+++ Material +++

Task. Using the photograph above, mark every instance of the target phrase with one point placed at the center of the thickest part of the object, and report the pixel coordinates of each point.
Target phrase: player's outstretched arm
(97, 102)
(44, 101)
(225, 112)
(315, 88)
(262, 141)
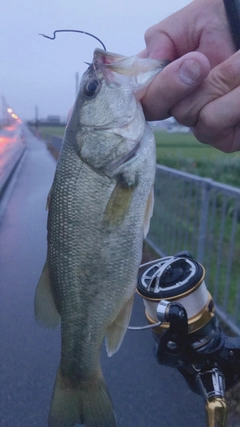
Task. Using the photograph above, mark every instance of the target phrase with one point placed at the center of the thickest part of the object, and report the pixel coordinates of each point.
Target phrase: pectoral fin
(118, 205)
(44, 307)
(117, 330)
(148, 213)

+++

• The task: Reproduce every item above word for word, omitting the pictures.

• Solution to the problem:
Task. Using the photograph above, mark every instance of the target phrase with one point placed at the center of the thickest part of the object, and report the pixel coordinates of each point.
Target phrase: player's outstretched arm
(97, 102)
(44, 101)
(225, 112)
(315, 88)
(262, 141)
Task. Using the photograph above, mark every instance of the target phrase with one point placed at the center of the thickest part of the object, and report the pixel coordinates of each point.
Target phrase: pectoral fin
(118, 205)
(44, 307)
(117, 330)
(148, 213)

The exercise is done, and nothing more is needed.